*** Lesetext ***

Dahinter steckt nicht weniger als eine göttliche Einsicht, die nämlich, dass es mit der Rechtmäßigkeit unserer menschlichen Existenz wohl recht mäßig bestellt wäre, wenn es allein auf diese ankäme. Natürlich verlangt das Gesetz dieser  Gott-gesetzten Welt, nach dem einer die Konsequenzen des eigenen Tuns und Lassens (seiner Taten und Un-Taten) auch ertragen muss, zurecht auch im moralischen Sinne Beachtung - im Wortsinn: zu Recht! Doch ohne Beachtung derer, die dem dennoch nie ganz entsprechen können, bliebe auch Gottes Gesetz zur Gerechtigkeit in der Welt ohne Entfaltungskraft und verlöre am Ende die Wahrhaftigkeit seiner Geltung. So hängt denn, mehr noch als an unserer Rechtschaffenheit, alles an der moralischen Flexibilität dessen, der diese Welt geschaffen und jenen, die sie bevölkern - im umfassenden Sinne - ihr Recht gegeben hat.

Und tatsächlich zeigte Gott sich nicht prüde - alles andere als ein Prinzipienreiter. Er sandte seinen Sohn... - „Jesus Christus gestern und heute, und derselbe auch in Ewigkeit", heißt es in unserem Predigttext - und bewies damit, dass ihm als einem guten Vater jene, die Er selbst in die Welt gesetzt hat, mehr gelten, als das „Welt-Gesetz" der Vergeltung... Oder anders: Inmitten der beinharten, Rechts-gültigen und damit ja letztlich un-Mensch-lichen, Realität dieser Welt etablierte Gott ein anderes als das kalte Prinzip einer Rechtschaffenheit „ohne Ansehen der Person"... Nämlich das Gnadenrecht Seiner Liebe. Gott sieht Seine Menschen, wie sie eben sind, liebend an! (...Zur Nachahmung empfohlen!)
In diesem Sinne kann tatsächlich als eine mal wirklich „nützliche Information" verstanden werden, was uns der Autor des Hebräerbriefes rät:

Lasst euch nicht durch mancherlei und fremde Lehren umtreiben, denn es ist ein köstlich Ding, dass das Herz fest werde, welches geschieht durch Gnade...
Konkret heißt das: Keine Diät in Herzensdingen, sondern „volles" Vertrauen auf die Liebe Gottes!

***

» Aufgabe 1
Beantworte anhand des Lesetextes:
(a) Wen sandte Gott?
(b) Welcher Brief enthält den Rat, sich nicht durch fremde Lehren umtreiben zu lassen?
(c) Wodurch wird laut dem Zitat das Herz fest?

*** Erfasste Daten ***

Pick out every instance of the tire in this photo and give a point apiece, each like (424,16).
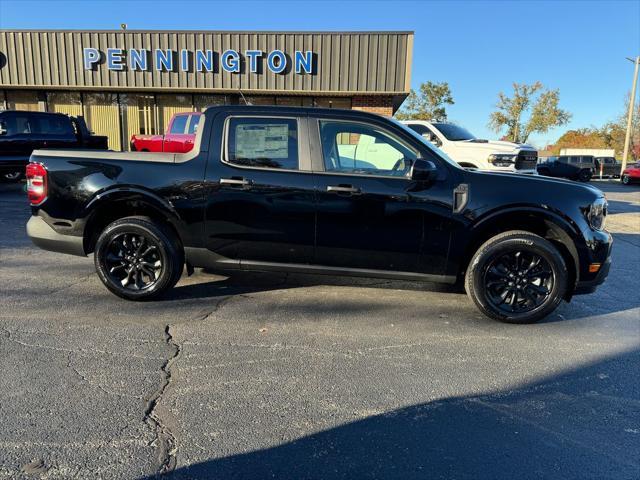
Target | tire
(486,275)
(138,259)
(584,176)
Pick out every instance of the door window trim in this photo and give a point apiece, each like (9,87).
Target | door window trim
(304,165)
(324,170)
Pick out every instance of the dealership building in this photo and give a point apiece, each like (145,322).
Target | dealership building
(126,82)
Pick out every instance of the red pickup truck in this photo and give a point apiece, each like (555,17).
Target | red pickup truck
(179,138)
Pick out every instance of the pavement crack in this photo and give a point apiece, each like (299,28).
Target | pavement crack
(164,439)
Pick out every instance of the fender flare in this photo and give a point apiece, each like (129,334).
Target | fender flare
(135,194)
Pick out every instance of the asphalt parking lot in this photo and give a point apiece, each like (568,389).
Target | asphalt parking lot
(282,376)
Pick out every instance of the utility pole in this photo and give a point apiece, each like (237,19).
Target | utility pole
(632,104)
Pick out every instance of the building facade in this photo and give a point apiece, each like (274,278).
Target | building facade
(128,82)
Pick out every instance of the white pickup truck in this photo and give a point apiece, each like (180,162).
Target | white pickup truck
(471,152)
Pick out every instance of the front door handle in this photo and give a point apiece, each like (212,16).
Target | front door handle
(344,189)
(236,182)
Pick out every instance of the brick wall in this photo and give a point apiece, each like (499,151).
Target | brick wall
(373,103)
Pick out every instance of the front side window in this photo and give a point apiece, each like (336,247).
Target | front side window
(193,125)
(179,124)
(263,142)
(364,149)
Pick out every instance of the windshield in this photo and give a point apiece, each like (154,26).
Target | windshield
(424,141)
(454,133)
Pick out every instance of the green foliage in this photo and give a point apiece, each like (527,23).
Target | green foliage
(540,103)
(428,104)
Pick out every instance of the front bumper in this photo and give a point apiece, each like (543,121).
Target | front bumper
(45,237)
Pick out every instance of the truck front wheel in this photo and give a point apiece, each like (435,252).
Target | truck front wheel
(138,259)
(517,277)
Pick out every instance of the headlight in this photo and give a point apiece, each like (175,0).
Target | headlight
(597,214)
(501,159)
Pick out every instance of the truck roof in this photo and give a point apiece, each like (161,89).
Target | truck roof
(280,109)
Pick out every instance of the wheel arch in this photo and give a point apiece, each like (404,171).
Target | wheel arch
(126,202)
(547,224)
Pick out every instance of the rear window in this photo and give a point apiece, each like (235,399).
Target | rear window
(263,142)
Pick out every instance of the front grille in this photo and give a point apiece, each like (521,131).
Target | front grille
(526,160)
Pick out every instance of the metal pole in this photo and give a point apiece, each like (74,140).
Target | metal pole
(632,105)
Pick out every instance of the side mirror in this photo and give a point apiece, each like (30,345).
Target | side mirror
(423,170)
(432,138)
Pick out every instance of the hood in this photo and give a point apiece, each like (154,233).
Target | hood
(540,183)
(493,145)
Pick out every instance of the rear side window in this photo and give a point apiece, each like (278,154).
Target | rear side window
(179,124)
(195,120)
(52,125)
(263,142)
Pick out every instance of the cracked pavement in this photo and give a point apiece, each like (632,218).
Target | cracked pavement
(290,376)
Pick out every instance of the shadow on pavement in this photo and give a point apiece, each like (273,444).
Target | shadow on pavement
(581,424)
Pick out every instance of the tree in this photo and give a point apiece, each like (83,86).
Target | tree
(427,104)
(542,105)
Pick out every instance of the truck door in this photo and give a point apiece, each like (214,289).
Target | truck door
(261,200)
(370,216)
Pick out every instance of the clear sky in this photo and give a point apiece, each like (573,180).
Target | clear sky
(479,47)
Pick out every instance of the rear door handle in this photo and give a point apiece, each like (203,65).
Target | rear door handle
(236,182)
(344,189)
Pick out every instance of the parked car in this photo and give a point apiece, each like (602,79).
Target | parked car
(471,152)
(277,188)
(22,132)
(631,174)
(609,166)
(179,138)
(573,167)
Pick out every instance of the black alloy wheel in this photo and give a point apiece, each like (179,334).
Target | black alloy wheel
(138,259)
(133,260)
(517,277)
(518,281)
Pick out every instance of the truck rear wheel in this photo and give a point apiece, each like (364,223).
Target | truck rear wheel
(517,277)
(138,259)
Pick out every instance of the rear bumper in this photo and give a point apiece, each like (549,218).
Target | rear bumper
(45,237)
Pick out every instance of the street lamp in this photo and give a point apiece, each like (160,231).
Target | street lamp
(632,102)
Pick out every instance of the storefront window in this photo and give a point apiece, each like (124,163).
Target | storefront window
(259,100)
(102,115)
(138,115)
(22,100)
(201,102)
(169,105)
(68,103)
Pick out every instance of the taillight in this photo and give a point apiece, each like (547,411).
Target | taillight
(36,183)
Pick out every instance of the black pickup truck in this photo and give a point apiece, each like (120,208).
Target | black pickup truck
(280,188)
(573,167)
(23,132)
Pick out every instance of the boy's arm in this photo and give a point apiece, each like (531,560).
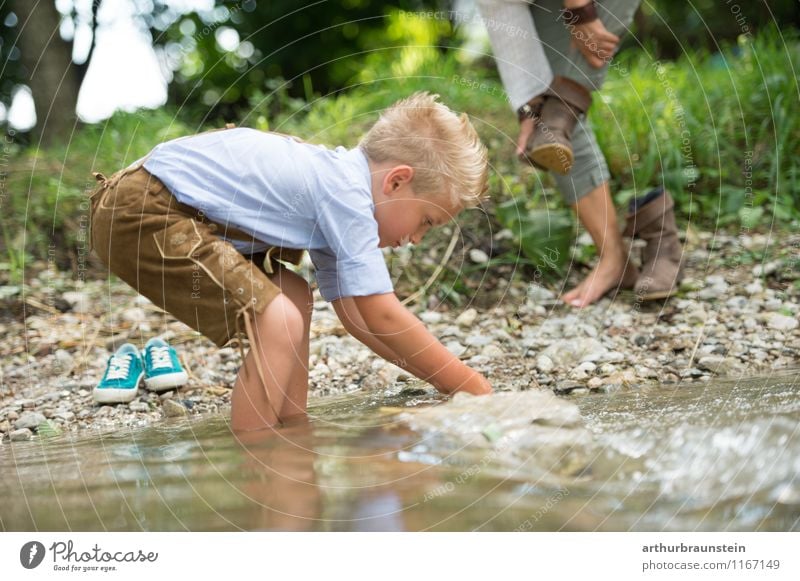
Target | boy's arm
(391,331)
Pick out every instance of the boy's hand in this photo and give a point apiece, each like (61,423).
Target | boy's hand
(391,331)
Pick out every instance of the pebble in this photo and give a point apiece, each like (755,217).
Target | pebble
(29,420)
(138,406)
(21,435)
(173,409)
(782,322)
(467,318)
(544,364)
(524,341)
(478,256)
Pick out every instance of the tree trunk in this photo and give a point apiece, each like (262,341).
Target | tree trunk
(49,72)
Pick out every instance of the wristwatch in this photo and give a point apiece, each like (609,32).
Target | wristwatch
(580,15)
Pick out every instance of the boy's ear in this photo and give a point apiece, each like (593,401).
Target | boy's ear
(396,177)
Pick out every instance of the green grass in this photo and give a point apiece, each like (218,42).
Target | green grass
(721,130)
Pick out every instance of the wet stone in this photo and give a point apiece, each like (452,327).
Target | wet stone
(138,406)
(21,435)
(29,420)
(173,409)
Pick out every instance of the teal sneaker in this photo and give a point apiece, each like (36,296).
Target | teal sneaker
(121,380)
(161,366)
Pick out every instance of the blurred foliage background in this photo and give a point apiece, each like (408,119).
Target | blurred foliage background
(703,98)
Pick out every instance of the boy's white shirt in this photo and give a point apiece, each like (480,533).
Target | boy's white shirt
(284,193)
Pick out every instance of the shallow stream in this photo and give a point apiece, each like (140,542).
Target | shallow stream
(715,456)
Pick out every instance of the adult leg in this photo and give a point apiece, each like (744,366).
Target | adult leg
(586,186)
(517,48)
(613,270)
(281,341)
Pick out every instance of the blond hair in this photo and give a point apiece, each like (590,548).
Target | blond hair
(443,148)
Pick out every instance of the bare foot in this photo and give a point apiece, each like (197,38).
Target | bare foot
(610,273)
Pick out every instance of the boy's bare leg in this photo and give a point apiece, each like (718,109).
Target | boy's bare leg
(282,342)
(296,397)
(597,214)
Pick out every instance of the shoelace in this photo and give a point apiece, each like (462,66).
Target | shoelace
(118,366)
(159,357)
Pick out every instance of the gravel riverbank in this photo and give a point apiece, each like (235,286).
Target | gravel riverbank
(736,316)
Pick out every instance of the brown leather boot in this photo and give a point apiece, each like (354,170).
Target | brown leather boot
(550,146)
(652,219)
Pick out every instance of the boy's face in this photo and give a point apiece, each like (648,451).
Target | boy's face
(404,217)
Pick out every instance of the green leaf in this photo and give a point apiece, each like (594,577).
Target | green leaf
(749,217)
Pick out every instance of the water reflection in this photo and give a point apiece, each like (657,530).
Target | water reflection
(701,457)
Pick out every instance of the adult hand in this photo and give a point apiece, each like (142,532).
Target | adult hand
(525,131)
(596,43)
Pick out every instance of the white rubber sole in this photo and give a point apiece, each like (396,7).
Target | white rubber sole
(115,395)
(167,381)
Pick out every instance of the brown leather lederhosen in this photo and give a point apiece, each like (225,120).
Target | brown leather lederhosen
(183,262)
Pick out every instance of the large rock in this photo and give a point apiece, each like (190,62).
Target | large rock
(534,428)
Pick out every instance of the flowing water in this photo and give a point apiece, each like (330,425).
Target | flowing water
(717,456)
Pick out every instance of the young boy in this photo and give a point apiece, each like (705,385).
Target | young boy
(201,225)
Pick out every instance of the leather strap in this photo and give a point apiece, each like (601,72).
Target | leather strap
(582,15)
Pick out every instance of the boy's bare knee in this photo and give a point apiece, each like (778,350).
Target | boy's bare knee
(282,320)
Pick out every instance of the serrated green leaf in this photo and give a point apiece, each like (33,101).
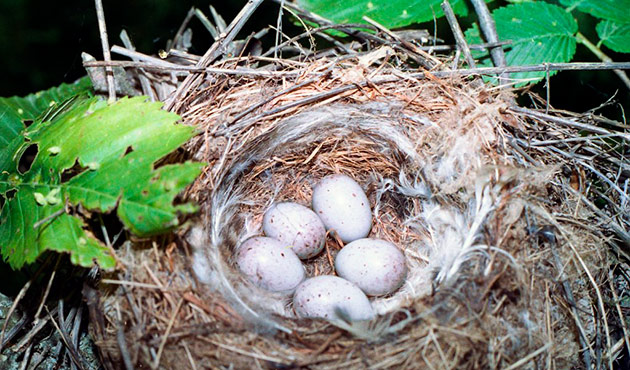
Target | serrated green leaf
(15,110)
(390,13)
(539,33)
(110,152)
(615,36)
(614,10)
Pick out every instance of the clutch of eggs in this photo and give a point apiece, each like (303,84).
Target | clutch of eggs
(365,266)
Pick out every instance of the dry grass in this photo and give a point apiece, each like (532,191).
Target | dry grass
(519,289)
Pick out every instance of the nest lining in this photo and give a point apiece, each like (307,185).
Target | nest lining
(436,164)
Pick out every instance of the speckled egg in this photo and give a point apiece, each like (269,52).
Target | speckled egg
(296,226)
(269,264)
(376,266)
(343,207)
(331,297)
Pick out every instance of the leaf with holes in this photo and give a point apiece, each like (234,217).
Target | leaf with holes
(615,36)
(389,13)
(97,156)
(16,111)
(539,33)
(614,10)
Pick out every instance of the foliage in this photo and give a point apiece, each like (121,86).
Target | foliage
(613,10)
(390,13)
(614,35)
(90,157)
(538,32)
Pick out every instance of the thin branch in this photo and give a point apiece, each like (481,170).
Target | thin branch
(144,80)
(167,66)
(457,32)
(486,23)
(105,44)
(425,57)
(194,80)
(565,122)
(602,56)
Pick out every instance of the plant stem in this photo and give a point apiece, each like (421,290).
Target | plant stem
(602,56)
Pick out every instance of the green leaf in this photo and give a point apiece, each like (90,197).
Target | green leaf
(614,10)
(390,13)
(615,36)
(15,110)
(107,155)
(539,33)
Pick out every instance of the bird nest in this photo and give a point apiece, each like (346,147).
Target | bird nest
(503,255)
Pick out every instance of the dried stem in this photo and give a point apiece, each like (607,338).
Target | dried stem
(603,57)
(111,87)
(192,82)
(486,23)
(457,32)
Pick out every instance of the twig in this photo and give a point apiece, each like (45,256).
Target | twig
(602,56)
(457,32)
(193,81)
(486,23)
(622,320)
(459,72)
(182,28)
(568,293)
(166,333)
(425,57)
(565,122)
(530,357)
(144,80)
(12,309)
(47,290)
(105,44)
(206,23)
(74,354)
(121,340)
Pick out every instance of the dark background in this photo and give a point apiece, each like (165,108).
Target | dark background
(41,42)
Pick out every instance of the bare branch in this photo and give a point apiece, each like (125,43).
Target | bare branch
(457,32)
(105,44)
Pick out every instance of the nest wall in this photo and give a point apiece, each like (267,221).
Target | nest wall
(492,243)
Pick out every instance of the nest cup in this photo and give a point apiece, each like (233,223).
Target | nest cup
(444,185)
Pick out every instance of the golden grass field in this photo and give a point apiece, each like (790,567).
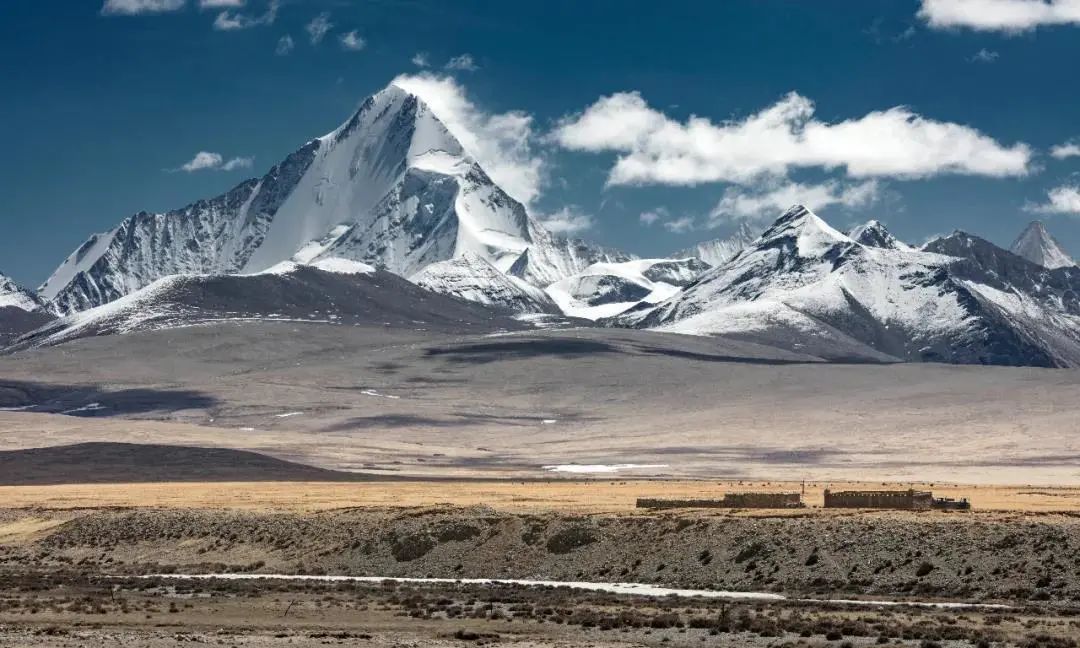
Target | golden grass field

***

» Aufgabe 2
Ermittle die Zahl der Zeilen in den Datensätzen, die die Zeichenfolge „alloy“ enthalten, wobei Groß- und Kleinschreibung zu beachten ist. Gib nur die Zahl an.

» Lösung 1
(a) Seinen Sohn.
(b) Der Hebräerbrief.
(c) Durch Gnade.

» Lösung 2
2